Problem to work on:
Exactly reproduce each of the entries shown below.

Segment Start: Input for this task

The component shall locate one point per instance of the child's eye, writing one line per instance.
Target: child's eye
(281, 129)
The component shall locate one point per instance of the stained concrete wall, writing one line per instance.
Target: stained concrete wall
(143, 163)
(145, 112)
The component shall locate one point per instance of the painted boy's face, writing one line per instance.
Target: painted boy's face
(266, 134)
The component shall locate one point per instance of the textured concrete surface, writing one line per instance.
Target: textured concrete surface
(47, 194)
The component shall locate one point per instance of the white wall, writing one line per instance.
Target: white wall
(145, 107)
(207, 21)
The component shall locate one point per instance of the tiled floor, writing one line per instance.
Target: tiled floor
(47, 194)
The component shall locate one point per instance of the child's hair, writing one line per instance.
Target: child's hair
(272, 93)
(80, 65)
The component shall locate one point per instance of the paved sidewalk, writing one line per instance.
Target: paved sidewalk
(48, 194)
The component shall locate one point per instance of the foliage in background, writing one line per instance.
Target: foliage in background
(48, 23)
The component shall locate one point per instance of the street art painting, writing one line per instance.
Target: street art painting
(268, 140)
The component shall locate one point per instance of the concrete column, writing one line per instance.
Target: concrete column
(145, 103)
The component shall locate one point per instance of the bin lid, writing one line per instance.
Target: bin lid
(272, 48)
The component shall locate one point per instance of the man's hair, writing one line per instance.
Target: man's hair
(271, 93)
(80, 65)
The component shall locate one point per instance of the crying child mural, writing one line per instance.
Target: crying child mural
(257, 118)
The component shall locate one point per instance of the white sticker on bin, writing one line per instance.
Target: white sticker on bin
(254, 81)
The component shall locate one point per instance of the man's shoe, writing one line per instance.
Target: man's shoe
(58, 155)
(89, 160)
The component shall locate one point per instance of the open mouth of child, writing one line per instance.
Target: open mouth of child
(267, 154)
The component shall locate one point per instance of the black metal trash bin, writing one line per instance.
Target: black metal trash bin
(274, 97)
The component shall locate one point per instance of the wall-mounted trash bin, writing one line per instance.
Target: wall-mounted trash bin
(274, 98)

Segment End: Input for this task

Response area:
The component shall locate one point per instance of the child's eye, writing one line per instance.
Target: child's eye
(281, 129)
The component shall locate one point per instance of the stained concrete wall, writing one line per instance.
Target: stained concrete wall
(143, 163)
(145, 112)
The component shall locate one point per instance of the painted boy's face, writing one line per instance.
Target: painted boy's face
(266, 134)
The component shall locate one point per instance of the textured concrete surface, writing one line per instance.
Target: textured concrete surface
(47, 194)
The component shall locate one point per instance of the white wall, writing one line per instance.
Target: white wall
(145, 107)
(207, 21)
The component shall locate one point per instance of the tiled floor, writing one line per instance.
Target: tiled floor
(47, 194)
The component shall locate one point per instance of the child's hair, writing one line per instance.
Target: child's hair
(272, 93)
(80, 65)
The component shall locate one point per instance of the paved sidewalk, writing one line per instance.
Target: paved sidewalk
(48, 194)
The component shall locate one point per instance of the foliage in background, writing one line per instance.
Target: foliage in background
(48, 23)
The component shall locate one point per instance of the street art painting, writing one line per instance.
Target: street art painting
(268, 140)
The component shall locate one point per instance of the concrete column, writing one line per instance.
Target: concrete column
(145, 103)
The component shall locate one point per instance of the bin lid, writing one line per instance.
Target: bin lid
(272, 48)
The component shall locate one point per instance of the man's hair, writing one line per instance.
Target: man's hair
(271, 93)
(80, 65)
The component shall locate one point per instance of the crying child mural, writing one line per instance.
Target: crying child mural
(257, 118)
The component shall locate one point per instance of the white sticker on bin, writing one line per instance.
Target: white sticker on bin
(254, 81)
The component shall locate one point per instance of the man's shoe, writing one line per instance.
Target: man's shoe
(58, 155)
(89, 160)
The component shall locate one point per instance of the open mouth of child, writing one line per instance.
Target: open mouth of child
(267, 154)
The component shall locate one point per instance of the black metal trash bin, writing one line per instance.
Target: black metal trash bin
(274, 97)
The component shall locate one point per instance of the wall-mounted trash bin, writing one line per instance.
Target: wall-mounted trash bin
(274, 98)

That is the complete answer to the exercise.